- Given request 1 -
Write out, in order, the first word of every sentence in the patch note about the nor pattern.
- Given request 2 -
Carry on the patch note about the nor pattern, starting after its final line.

- Text shown -

_ _ _

A second pattern is needed to capture the nor case as combine will match the
longest sequence first.  So without this pattern we end up de-optimizing nor
and instead emit two nots.  I did not find a better way to do this.

Note: This patch series is working incrementally towards generating the most
      efficient code for this and other loops in small steps.

Bootstrapped Regtested on aarch64-none-linux-gnu and no issues.

Ok for master?

_ _ _

[Entries from a dataset for pointing]
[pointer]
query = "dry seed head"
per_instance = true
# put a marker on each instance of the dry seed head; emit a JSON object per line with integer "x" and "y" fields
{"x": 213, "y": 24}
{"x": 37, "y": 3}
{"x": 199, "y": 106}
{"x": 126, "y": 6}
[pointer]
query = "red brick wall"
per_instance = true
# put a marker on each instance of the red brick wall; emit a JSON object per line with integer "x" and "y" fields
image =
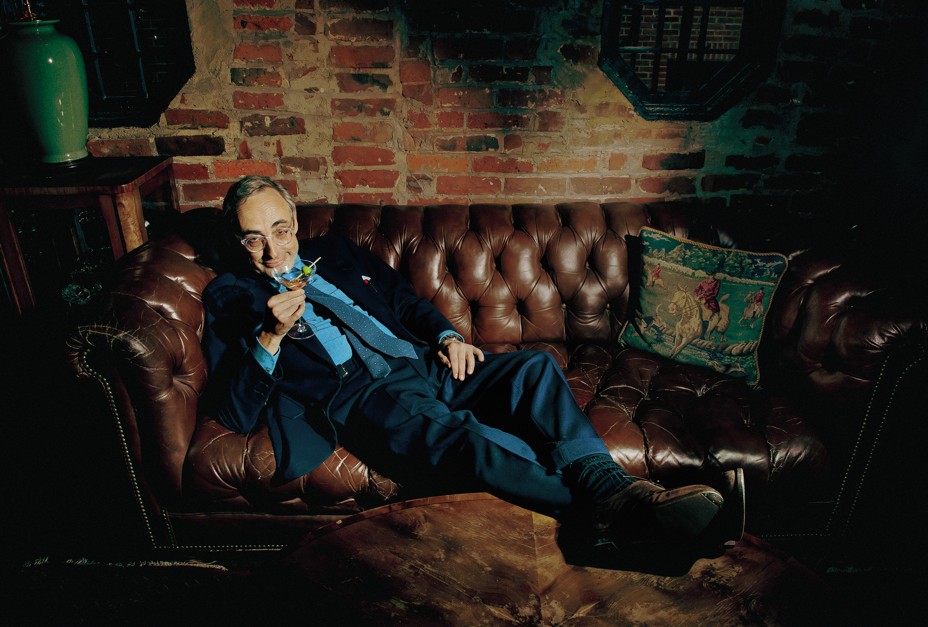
{"x": 374, "y": 101}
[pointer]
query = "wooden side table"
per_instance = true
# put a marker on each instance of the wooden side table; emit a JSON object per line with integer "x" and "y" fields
{"x": 113, "y": 185}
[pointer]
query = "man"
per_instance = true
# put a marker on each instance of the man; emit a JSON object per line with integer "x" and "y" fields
{"x": 438, "y": 414}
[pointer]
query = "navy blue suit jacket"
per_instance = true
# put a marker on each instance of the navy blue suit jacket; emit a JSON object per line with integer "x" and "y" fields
{"x": 294, "y": 399}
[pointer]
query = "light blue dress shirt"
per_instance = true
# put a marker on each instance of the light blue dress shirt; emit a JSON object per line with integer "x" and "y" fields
{"x": 331, "y": 337}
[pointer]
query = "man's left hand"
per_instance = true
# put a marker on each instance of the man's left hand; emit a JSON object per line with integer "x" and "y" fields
{"x": 461, "y": 357}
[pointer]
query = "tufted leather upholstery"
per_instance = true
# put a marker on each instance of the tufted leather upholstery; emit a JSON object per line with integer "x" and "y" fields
{"x": 545, "y": 277}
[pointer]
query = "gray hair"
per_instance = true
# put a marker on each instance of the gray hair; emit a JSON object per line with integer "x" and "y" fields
{"x": 245, "y": 188}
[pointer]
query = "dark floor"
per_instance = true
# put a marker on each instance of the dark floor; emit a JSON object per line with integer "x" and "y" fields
{"x": 56, "y": 498}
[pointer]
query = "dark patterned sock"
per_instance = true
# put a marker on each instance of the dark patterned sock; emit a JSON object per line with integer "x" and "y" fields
{"x": 597, "y": 477}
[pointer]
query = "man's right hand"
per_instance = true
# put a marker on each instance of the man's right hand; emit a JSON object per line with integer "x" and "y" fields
{"x": 283, "y": 310}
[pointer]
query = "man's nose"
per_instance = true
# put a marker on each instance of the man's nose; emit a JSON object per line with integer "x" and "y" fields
{"x": 271, "y": 250}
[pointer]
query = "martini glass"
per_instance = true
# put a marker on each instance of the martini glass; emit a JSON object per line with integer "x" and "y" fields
{"x": 295, "y": 278}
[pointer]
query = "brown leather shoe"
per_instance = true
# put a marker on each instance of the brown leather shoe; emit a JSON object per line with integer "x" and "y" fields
{"x": 728, "y": 527}
{"x": 645, "y": 511}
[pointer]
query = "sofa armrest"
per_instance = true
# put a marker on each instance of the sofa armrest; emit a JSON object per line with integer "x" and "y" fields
{"x": 834, "y": 327}
{"x": 140, "y": 345}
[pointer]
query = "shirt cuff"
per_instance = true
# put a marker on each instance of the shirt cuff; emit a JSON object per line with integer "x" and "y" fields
{"x": 267, "y": 361}
{"x": 446, "y": 334}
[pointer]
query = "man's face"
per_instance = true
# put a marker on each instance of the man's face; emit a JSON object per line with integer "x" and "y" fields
{"x": 262, "y": 214}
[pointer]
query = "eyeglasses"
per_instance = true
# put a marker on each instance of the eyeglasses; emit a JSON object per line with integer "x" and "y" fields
{"x": 281, "y": 236}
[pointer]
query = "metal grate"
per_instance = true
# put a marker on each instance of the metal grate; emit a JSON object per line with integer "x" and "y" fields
{"x": 681, "y": 58}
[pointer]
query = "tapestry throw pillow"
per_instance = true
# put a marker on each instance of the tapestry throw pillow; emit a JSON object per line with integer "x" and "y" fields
{"x": 701, "y": 304}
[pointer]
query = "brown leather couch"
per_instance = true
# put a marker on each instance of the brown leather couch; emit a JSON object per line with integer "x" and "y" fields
{"x": 842, "y": 355}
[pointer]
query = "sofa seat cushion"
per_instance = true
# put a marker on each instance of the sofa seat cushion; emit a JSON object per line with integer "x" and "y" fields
{"x": 671, "y": 422}
{"x": 678, "y": 423}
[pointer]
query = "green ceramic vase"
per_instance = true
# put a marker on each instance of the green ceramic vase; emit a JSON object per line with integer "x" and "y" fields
{"x": 48, "y": 76}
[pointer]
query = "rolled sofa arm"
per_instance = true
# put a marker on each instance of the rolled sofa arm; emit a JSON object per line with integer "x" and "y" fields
{"x": 139, "y": 344}
{"x": 836, "y": 327}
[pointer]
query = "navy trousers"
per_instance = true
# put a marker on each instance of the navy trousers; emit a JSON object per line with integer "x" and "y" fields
{"x": 509, "y": 428}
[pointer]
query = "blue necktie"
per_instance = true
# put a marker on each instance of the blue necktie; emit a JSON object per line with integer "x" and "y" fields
{"x": 363, "y": 333}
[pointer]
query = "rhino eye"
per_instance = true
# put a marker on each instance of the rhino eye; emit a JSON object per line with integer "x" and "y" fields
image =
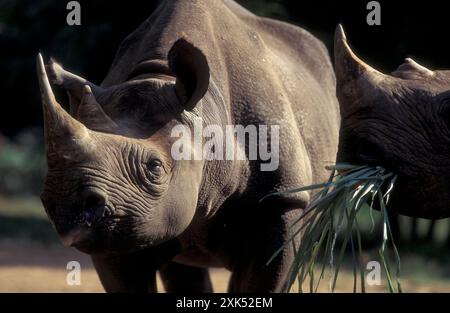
{"x": 155, "y": 166}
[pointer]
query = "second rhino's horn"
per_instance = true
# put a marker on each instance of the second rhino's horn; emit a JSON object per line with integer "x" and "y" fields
{"x": 354, "y": 78}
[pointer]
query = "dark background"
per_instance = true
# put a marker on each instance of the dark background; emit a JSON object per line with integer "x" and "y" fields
{"x": 408, "y": 28}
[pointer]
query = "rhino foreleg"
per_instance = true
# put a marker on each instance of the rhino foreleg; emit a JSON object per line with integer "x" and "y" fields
{"x": 250, "y": 272}
{"x": 182, "y": 278}
{"x": 125, "y": 273}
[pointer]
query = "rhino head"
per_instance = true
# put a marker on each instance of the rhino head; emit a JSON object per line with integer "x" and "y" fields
{"x": 111, "y": 183}
{"x": 400, "y": 121}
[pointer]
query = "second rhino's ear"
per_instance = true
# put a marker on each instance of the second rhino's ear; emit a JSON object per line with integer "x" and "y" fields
{"x": 191, "y": 69}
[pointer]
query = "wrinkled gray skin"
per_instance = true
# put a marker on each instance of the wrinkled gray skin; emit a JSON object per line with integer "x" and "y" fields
{"x": 400, "y": 121}
{"x": 113, "y": 190}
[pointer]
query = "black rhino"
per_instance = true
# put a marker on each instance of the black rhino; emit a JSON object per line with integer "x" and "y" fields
{"x": 400, "y": 121}
{"x": 112, "y": 188}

_ _ _

- Expected answer 1 -
A, So, I, Note, Bootstrapped, Ok

- Expected answer 2 -
Thanks,
Tamar

gcc/ChangeLog:

	* config/aarch64/aarch64-sve.md (*fcm<cmp_op><mode>_bic_combine,
	*fcm<cmp_op><mode>_nor_combine, *fcmuo<mode>_bic_combine,
	*fcmuo<mode>_nor_combine): New.

gcc/testsuite/ChangeLog:

	* gcc.target/aarch64/sve/pred-not-gen.c-1: New test.
	* gcc.target/aarch64/sve/pred-not-gen.c-2: New test.
	* gcc.target/aarch64/sve/pred-not-gen.c-3: New test.
	* gcc.target/aarch64/sve/pred-not-gen.c-4: New test.

--- inline copy of patch ---

diff --git a/gcc/config/aarch64/aarch64-sve.md b/gcc/config/aarch64/aarch64-sve.md
index 359fe0e457096cf4042a774789a5c241420703d3..8fe4c721313e70592d2cf0acbfbe2f07b070b51a 100644
--- a/gcc/config/aarch64/aarch64-sve.md
+++ b/gcc/config/aarch64/aarch64-sve.md
@@ -8126,6 +8126,160 @@ (define_insn_and_split "*fcmuo<mode>_and_combine"
 	  UNSPEC_COND_FCMUO))]
 )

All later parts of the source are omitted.